PASSAGE SHOWN
According to a running tally compiled by UNESCO, the war in Ukraine had, by early this month, damaged thirty-seven historic buildings, thirteen museums, eighty-six religious sites, eighteen monuments, ten libraries, and thirty-seven other cultural buildings. What about dances? This is harder to calculate, because dance is essentially stored in bodies. When Oleksandr Shapoval, a longtime dancer for the National Opera of Ukraine, died in combat, in September, the Russians killed both the man and the dances he contained. I couldn't help thinking that Alexei Ratmansky had something like this in mind when he made "Wartime Elegy,” which recently had its premiére at Pacific Northwest Ballet, in Seattle. It is the first dance he has made since the Russian invasion, and he has dedicated it to the people of Ukraine. During the opening-night bows, Ratmansky unfurled a Ukrainian flag and held it high over his head.

DATA SHOWN
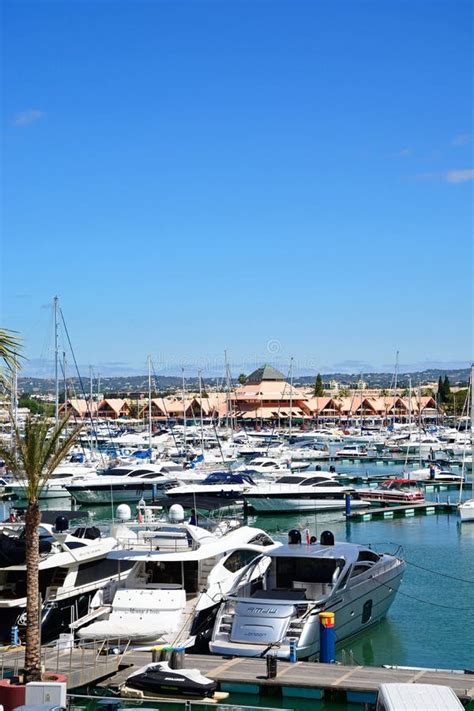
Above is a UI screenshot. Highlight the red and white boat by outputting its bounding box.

WHAT NEEDS TO BE DONE
In the passage about Alexei Ratmansky's "Wartime Elegy," which company gave the ballet its premiere, and in what city?

TASK SOLUTION
Pacific Northwest Ballet, in Seattle.